[Opening Selected passage section]
Copper Amulet Found at Mehrgarh 6000 BCE

Intriguing Insights and Additional Facts

Advanced Dental Health Procedures

During the Neolithic period, their adoption of a farming-based grain-rich diet led to dental issues. A dental discovery in a graveyard in Mehrgarh, Pakistan, dating back 7000 to 9000 BCE, revealed the earliest evidence of drilling human teeth while individuals were alive. Although the purpose of this dental work has yet to be fully discovered, it’s speculated that it aimed to remove infected tissues and fill cavities with certain materials. The holes are conical, cylindrical, or trapezoidal, showing distinct drill marks. Notably, these drilled teeth are primarily molars at the back of the mouth in both upper and lower jaws.

Female Role, The Burial Rituals, and Absence of Religion

Many female figurines and goddess representations were discovered, some depicted holding babies—these figurines from the Pre-Harappan period of Mehrgarh point to a less patriarchal society. The female figurines could be interpreted as fertility goddesses or symbols of fertile soil, reflecting their agrarian society’s dependence on fertile land, workforce, and women who could bear more children. These symbols held significant cultural value, given the high child mortality rates and low life expectancy in ancient times. In the context of the Indian subcontinent, particularly in regions like India and Pakistan, the term “Dherti maan” or “Mother Earth” is part of an everyday narrative to denote a solid connection to the region’s land, culture, and heritage.
Mehrgarh Pottery and Figurines

Mehrgarh Pottery and Figurines

Traditionally, deceased individuals were buried at burial sites with ornaments, including both individual and mass burials. Notably, women’s graves contained more ornaments and items than men’s.

Cotton Domestication and Use

During the metallurgical process, a copper bead was found with fibers stuck. Microscopic analysis revealed these fibers to be cotton. This discovery marks the earliest known use of cotton in the Neolithic era (7000 BCE). Regardless of whether they had domesticated cotton or not, it’s evident that they were familiar with cotton processing and its use in the ancient world of Indus. Cotton fibers and seeds have been discovered in later phases and other Indus Valley civilization sites, demonstrating their long-standing familiarity with this crop.
[Closing Selected passage section]
[Opening Material supplied section]
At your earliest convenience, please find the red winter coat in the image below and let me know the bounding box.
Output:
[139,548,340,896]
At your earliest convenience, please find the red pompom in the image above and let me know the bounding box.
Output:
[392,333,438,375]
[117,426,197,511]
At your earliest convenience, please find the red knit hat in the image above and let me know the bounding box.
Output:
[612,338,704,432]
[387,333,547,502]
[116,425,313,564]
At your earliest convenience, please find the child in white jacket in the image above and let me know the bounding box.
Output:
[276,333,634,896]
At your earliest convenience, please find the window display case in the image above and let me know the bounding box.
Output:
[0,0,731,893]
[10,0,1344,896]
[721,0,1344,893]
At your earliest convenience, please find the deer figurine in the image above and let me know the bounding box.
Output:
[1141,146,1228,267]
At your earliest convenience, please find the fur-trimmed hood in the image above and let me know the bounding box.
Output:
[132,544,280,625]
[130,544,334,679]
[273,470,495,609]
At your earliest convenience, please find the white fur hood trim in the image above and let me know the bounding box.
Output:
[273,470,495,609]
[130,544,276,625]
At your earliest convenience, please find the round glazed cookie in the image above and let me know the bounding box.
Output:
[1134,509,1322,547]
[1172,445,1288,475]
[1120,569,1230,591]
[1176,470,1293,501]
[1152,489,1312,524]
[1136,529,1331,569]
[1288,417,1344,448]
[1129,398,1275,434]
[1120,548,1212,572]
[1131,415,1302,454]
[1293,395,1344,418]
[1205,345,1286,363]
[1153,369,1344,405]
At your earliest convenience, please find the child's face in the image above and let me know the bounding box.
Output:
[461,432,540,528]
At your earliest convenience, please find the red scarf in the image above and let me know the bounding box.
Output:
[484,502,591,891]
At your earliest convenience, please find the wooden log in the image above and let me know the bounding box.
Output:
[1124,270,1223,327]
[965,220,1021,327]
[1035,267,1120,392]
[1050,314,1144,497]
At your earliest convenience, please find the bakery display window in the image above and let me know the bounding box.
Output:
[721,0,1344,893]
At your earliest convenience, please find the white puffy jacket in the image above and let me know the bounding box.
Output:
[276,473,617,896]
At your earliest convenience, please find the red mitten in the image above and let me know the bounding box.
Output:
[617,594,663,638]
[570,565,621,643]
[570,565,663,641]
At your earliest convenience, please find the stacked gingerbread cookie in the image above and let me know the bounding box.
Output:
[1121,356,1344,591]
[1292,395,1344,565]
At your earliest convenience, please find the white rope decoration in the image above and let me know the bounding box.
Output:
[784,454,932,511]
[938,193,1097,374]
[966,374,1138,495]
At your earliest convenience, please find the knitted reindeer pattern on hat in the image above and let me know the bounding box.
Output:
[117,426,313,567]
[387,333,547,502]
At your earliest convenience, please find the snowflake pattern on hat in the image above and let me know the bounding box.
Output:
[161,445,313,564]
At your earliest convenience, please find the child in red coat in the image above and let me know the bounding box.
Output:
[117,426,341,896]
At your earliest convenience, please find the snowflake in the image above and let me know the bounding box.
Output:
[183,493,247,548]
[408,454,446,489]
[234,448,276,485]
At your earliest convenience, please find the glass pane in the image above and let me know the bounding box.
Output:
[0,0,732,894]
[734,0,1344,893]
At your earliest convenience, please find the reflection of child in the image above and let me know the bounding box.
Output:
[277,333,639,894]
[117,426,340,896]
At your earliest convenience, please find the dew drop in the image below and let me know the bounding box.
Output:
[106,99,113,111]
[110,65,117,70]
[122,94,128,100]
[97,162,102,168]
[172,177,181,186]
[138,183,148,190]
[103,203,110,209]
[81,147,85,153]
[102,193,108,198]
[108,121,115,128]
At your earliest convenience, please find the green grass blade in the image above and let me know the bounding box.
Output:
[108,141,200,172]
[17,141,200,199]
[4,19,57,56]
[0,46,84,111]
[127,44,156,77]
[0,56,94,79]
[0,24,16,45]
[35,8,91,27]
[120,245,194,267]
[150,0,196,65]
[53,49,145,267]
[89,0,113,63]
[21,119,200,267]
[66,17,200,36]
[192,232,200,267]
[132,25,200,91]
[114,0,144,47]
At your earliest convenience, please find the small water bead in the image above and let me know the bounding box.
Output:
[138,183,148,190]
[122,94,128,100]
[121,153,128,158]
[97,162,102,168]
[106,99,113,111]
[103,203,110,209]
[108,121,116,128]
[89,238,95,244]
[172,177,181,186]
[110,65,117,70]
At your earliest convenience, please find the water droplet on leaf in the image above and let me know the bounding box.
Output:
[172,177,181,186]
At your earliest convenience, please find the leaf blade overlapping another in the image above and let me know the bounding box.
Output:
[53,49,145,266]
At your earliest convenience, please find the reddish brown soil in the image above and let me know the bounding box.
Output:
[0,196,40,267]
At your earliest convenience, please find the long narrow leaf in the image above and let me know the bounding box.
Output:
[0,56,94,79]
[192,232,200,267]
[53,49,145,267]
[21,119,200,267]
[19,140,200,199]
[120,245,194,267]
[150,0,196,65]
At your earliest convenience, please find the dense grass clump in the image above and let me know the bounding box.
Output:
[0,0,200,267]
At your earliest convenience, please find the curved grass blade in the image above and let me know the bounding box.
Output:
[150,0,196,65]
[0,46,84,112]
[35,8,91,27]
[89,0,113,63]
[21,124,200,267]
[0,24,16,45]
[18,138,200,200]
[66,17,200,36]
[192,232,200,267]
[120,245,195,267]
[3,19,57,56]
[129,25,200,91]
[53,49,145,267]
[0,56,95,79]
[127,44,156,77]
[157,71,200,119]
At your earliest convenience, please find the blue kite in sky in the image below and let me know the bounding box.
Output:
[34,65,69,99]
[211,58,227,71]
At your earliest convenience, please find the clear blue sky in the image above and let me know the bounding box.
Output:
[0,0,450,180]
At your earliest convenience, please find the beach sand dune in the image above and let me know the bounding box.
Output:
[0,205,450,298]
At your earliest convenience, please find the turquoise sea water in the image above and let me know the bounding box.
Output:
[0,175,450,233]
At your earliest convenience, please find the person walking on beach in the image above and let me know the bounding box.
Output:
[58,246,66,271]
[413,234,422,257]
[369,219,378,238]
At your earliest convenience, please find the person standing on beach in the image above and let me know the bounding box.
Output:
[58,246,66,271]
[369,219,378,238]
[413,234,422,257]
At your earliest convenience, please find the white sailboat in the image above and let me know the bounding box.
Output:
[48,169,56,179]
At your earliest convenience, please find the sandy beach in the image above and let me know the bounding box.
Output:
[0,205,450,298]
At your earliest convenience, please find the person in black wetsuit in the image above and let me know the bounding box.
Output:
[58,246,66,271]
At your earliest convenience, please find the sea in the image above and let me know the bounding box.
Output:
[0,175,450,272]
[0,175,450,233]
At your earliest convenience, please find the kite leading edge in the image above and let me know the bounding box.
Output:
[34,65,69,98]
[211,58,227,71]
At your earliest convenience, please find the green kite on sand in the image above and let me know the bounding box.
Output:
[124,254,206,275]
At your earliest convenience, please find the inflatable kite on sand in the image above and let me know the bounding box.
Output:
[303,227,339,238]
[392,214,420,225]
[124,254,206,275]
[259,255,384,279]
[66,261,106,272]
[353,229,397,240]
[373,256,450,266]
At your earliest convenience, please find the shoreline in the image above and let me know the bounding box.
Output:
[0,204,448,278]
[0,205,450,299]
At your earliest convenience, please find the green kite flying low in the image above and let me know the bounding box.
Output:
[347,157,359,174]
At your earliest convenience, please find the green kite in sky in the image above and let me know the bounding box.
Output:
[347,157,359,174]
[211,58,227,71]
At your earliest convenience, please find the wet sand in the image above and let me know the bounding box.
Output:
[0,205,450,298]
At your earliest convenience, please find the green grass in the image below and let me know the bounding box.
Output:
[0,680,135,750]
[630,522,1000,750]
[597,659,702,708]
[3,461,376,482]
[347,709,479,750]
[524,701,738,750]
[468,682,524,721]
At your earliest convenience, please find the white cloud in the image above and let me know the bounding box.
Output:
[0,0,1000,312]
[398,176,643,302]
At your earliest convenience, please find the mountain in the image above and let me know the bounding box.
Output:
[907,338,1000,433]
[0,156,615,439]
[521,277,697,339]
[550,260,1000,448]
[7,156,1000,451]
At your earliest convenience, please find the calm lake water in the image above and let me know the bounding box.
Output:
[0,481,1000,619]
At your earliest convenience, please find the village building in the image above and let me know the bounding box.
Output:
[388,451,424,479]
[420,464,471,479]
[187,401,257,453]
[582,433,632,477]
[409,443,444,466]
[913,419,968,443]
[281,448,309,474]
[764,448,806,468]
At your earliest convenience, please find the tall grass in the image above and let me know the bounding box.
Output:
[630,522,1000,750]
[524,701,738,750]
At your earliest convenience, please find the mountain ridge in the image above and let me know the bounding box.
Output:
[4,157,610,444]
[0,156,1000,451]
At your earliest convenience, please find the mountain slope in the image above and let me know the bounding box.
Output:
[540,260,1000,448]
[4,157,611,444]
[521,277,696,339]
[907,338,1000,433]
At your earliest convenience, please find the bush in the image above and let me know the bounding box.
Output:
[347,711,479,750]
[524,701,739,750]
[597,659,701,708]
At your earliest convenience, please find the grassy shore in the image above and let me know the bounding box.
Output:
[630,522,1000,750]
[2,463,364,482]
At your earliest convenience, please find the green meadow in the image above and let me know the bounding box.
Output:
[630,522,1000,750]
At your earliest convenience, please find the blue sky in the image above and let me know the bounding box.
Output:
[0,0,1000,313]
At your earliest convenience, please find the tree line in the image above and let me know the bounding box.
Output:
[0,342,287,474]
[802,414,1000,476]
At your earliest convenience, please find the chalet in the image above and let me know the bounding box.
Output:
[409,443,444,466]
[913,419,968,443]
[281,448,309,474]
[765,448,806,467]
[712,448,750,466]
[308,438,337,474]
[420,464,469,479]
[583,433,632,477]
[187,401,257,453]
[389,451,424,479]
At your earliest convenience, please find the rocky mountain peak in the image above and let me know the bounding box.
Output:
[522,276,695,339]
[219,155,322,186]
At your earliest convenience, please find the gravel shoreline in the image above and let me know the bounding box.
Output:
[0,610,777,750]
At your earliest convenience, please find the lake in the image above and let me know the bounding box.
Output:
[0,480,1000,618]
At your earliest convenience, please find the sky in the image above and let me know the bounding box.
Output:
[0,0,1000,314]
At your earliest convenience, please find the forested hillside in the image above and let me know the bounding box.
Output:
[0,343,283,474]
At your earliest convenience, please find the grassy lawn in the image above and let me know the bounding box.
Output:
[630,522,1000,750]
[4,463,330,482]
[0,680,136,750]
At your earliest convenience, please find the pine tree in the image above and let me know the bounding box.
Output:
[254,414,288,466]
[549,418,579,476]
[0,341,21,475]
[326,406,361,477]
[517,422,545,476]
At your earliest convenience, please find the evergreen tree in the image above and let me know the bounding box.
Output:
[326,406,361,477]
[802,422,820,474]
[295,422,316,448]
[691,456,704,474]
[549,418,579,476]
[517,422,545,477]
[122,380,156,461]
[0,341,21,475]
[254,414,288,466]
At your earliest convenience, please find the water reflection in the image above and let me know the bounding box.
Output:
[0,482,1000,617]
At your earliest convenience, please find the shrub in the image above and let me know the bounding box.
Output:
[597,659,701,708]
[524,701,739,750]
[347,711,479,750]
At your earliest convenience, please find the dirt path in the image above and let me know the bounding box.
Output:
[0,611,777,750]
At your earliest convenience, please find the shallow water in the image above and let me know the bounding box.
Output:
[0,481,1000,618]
[Closing Material supplied section]
* _Tasks_:
A) In the Mehrgarh text, shorten the paragraph beginning "During the metallurgical process" into a bulleted list that keeps its main facts.
B) Reproduce the Mehrgarh text word for word from "Traditionally, deceased individuals" to "items than men’s.".
The data above has no connection to the Mehrgarh text.

* _Responses per task_:
A)
- During the metallurgical process, a copper bead was found with fibers stuck to it. Microscopic analysis identified the fibers as cotton.
- This is the earliest known use of cotton in the Neolithic era (7000 BCE).
- Whether or not cotton had been domesticated, the people were clearly familiar with processing and using it.
- Cotton fibers and seeds found in later phases and at other Indus Valley civilization sites show a long-standing familiarity with the crop.

B)
Traditionally, deceased individuals were buried at burial sites with ornaments, including both individual and mass burials. Notably, women’s graves contained more ornaments and items than men’s.